**TRECHO DO DOCUMENTO:**
Foi praticamente o único dos líderes políticos da Grã-Bretanha que recomendou a resistência a todo custo contra o imenso poderio hitlerista, quando as forças nazistas invadiram os Países Baixos, a Bélgica e derrotaram a França numa Blitzkrieg, uma guerra relâmpago, quanto os principais membros do gabinete britânico pretendiam entrar em negociações de paz com a Alemanha nazista, a vencedora da primeira fase da guerra europeia. Foi chamado pelo soberano do Reino Unido, George VI, para assumir a chefia do gabinete na hora mais sombria da Grã-Bretanha, quando numerosas forças britânicas se encontravam cercadas por tropas nazistas no bolsão de Dunquerque, no continente, e havia a ameaça real de invasão das ilhas britânicas pelas forças superiores da Alemanha hitlerista. No dia 10 de maio de 1940, se converte no primeiro ministro de um governo de coalizão, banindo a ideia de negociação e de submissão, e proclamando a vontade do povo britânico em prol da resistência a qualquer custo. Ele mobilizou a língua inglesa, que dominava como ninguém, e a enviou às frentes de batalha.
Pode-se dizer que ele não salvou apenas as ilhas britânicas e todo o Império, mas praticamente toda a civilização ocidental de uma bárbara dominação totalitária, que poderia condenar as democracias de mercado a um quase certo desaparecimento no continente europeu e, por extensão, em boa parte dos demais continentes e regiões colocados sob a influência ou dependência dos grandes impérios ocidentais. Churchill, pela sua obstinação, sua ousadia, sua coragem, determinação, pertinácia e grande visão estratégica sobre a condução da guerra, salvou o Ocidente e o mundo de uma descida humilhante aos horrores de um regime criminoso, dirigido por um psicopata. Churchill visou alto, consciente dos imensos sacrifícios que ele demandava ao seu povo, mas tinha absoluta certeza quanto à justeza de suas ideias, de seus princípios, em face da necessidade de salvar a democracia e as liberdades a qualquer custo. Foi um vencedor, e nunca hesitou, a despeito de enormes dificuldades, na defesa das liberdades, sabendo que qualquer preço era aceitável para preservar a soberania da Comunidade britânica.

**DADOS REGISTRADOS:**
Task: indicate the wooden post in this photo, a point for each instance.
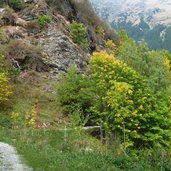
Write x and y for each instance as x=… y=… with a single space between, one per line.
x=124 y=137
x=101 y=133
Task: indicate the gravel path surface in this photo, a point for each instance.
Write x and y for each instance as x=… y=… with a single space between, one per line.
x=10 y=160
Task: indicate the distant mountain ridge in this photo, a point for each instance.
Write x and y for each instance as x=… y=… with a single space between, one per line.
x=148 y=20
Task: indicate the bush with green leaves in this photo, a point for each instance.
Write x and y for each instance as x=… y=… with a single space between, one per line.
x=15 y=4
x=5 y=88
x=116 y=96
x=150 y=64
x=44 y=20
x=78 y=34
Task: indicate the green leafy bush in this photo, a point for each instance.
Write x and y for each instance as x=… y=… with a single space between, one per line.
x=5 y=88
x=78 y=34
x=15 y=4
x=44 y=20
x=115 y=95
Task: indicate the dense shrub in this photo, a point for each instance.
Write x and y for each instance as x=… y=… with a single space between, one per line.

**O QUE SE PEDE:** Copie na íntegra o trecho sobre Churchill, sem nenhuma alteração.

**RESPOSTA FINAL:**
Foi praticamente o único dos líderes políticos da Grã-Bretanha que recomendou a resistência a todo custo contra o imenso poderio hitlerista, quando as forças nazistas invadiram os Países Baixos, a Bélgica e derrotaram a França numa Blitzkrieg, uma guerra relâmpago, quanto os principais membros do gabinete britânico pretendiam entrar em negociações de paz com a Alemanha nazista, a vencedora da primeira fase da guerra europeia. Foi chamado pelo soberano do Reino Unido, George VI, para assumir a chefia do gabinete na hora mais sombria da Grã-Bretanha, quando numerosas forças britânicas se encontravam cercadas por tropas nazistas no bolsão de Dunquerque, no continente, e havia a ameaça real de invasão das ilhas britânicas pelas forças superiores da Alemanha hitlerista. No dia 10 de maio de 1940, se converte no primeiro ministro de um governo de coalizão, banindo a ideia de negociação e de submissão, e proclamando a vontade do povo britânico em prol da resistência a qualquer custo. Ele mobilizou a língua inglesa, que dominava como ninguém, e a enviou às frentes de batalha.
Pode-se dizer que ele não salvou apenas as ilhas britânicas e todo o Império, mas praticamente toda a civilização ocidental de uma bárbara dominação totalitária, que poderia condenar as democracias de mercado a um quase certo desaparecimento no continente europeu e, por extensão, em boa parte dos demais continentes e regiões colocados sob a influência ou dependência dos grandes impérios ocidentais. Churchill, pela sua obstinação, sua ousadia, sua coragem, determinação, pertinácia e grande visão estratégica sobre a condução da guerra, salvou o Ocidente e o mundo de uma descida humilhante aos horrores de um regime criminoso, dirigido por um psicopata. Churchill visou alto, consciente dos imensos sacrifícios que ele demandava ao seu povo, mas tinha absoluta certeza quanto à justeza de suas ideias, de seus princípios, em face da necessidade de salvar a democracia e as liberdades a qualquer custo. Foi um vencedor, e nunca hesitou, a despeito de enormes dificuldades, na defesa das liberdades, sabendo que qualquer preço era aceitável para preservar a soberania da Comunidade britânica.